Given text:
'''

When the publisher sent me Vanished in the Dunes: A Hamptons Mystery by Allan Retzky, my first thought was that it might make a good vacation read. I love taking a suspenseful mystery that’s not too long on vacation – and who doesn’t like to read about a place like the Hamptons? What’s even better is that one lucky reader is going to win an advance readers copy (ARC) of this beach whodunit!
Amos Posner designed and built a beautiful home in Amagansett on Long Island’s east end for him and his wife, Sara, to enjoy, although they also owned an apartment in Manhattan. They lived the rarified good life. He worked for an international trading company and she was a successful attorney. Then one day things began to go wrong.
Amos got scapegoated in a business deal that drew federal attention, and found himself fired on the spot even though he had not been the one making the shady decisions that landed his company in hot water. Ever since, he’s been not only unemployed and basically blackballed in his field but he’s been constantly waiting for the feds to come knocking at his door and cart him off to jail. His over-the-top stress levels have played havoc with his ability to just function and consequently on his relationship with his wife.
He’s begun spending almost all of his time at their house in the Hamptons, with brief weekends in Manhattan. He’s afraid his marriage is going down the drain but he can’t rally enough energy to do much about it.
“[Sara] She stood across from him in the living room[,] her legs straddling the small weekend bag stuffed with the laptop and the usual assortment of work files she always brought with her. ‘I need to know if you’re seeing someone else. Someone local. Is that why you always want to be here? Do you want someone younger? Someone available on a moment’s notice?’
‘There’s no one else. I swear.’
She started to walk down the steps, then stopped halfway down, turned, and faced him. ‘I just don’t know if I can believe you.’”

'''

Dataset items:
'''

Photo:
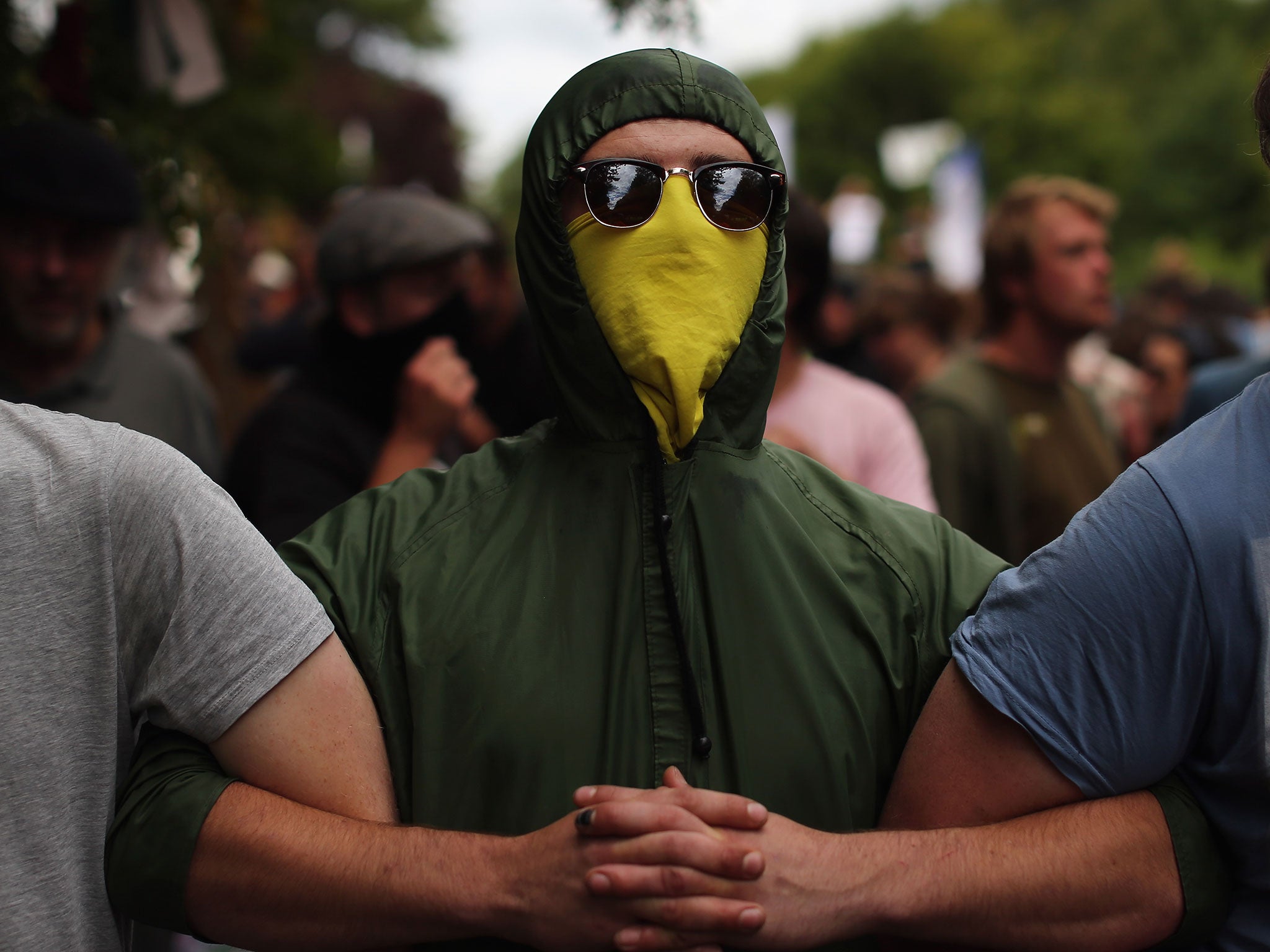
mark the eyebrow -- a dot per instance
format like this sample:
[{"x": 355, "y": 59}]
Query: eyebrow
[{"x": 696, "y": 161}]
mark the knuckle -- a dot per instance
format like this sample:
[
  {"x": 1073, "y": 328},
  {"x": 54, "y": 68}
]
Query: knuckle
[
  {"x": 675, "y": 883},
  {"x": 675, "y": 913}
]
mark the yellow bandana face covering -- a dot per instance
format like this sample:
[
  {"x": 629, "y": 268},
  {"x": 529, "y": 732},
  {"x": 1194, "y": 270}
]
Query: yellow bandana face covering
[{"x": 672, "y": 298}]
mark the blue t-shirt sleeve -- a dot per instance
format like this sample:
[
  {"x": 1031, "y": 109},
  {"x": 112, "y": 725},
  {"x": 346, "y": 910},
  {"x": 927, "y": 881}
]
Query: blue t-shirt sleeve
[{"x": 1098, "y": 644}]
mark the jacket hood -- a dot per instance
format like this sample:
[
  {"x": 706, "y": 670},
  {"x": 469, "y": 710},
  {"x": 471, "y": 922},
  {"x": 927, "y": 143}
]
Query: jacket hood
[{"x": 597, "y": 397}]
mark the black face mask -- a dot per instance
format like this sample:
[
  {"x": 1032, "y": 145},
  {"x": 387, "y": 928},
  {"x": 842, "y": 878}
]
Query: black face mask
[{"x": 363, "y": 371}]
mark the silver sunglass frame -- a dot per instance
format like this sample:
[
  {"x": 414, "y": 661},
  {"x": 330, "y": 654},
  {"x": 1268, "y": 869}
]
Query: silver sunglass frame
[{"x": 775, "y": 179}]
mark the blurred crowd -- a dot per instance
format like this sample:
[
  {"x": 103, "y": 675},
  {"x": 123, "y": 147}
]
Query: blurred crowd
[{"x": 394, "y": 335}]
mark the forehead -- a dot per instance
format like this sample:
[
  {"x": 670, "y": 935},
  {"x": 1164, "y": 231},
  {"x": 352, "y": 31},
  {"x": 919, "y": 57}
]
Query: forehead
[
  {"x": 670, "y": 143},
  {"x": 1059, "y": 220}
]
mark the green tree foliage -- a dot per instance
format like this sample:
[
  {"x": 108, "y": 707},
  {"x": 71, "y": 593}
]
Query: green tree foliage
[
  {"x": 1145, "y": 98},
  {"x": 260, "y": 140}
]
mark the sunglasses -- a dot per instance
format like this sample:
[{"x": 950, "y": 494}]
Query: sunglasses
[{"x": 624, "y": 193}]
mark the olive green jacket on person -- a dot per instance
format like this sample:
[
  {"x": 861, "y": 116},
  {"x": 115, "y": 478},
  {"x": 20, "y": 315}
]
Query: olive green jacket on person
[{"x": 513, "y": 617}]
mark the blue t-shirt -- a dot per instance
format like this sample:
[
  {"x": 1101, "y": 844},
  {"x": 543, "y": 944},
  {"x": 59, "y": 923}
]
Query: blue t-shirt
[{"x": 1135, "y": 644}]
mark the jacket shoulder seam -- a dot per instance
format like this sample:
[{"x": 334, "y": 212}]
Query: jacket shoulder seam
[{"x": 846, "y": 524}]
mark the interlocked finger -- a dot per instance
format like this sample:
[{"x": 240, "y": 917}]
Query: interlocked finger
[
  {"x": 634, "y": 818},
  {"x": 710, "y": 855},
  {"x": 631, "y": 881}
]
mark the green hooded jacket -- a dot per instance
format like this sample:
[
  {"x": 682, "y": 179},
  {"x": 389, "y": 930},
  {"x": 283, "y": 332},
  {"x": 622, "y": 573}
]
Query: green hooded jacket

'''

Set of tasks:
[1] According to the review of Vanished in the Dunes, where did Amos Posner design and build his home?
[2] Carry on the review of Vanished in the Dunes from the point where it stops.

Answers provided:
[1] In Amagansett, on Long Island's east end.

[2]
On the Hamptons Jitney ride back to the island, an alluring woman named Heidi asks him how to get to the beach. Although he’s polite when he gives her directions and refuses to give her a ride, he doesn’t think too much more about it.
Later while he’s eating lunch at a local shop patio, Heidi walks up and starts talking to him. One thing leads to another and soon he’s reluctantly showing her his home while they drink a glass of wine. All perfectly innocent, at least on his part. She insists on staying there while he runs a quick errand but, when he returns, he finds her dead on the floor after what appears to be a fall down the stairs.
“His watch says almost forty minutes have passed since he left. Dammit. What if Sara had called while he was out?…The door opens about three-quarters of the way and then stops. Something blocks further effort. Something heavy, but there’s still enough room for him to easily enter…She lays there without moving. Her eyes closed. He calls to her, but his voice is no more than an echo. At first he thinks she’s playing some game with him, some final attempt at seduction…But then he sees blood seeping from the back of her head.”
It would be an understatement to say that he panics. He’s already in a world of trouble with the feds and now there’s a dead woman in his house. He’s sure the police will never believe it was an accident and will put him under the jail, so he buries her in the woods in the nearby town of Montauk. Then he desperately tries to cover any trace that she’s been to his home.
“At one point, however, some four weeks after the accident, for that is what he had come to call Heidi’s death in his own mind, without waver or compromise, he almost believes that there will be no investigation. He has mentally willed himself into anonymity with the same absurdity that one buys a lottery ticket and believes, during the trip home[,] that they will be the big winner.”
And that is when things begin to go even more horribly wrong. Was it really an accident or did someone murder her? If Amos has just covered up a murder, what will become of him? Why did Heidi care that he was Jewish? Has he left traces of Heidi’s death that the police will find? Will he end up on trial for murder?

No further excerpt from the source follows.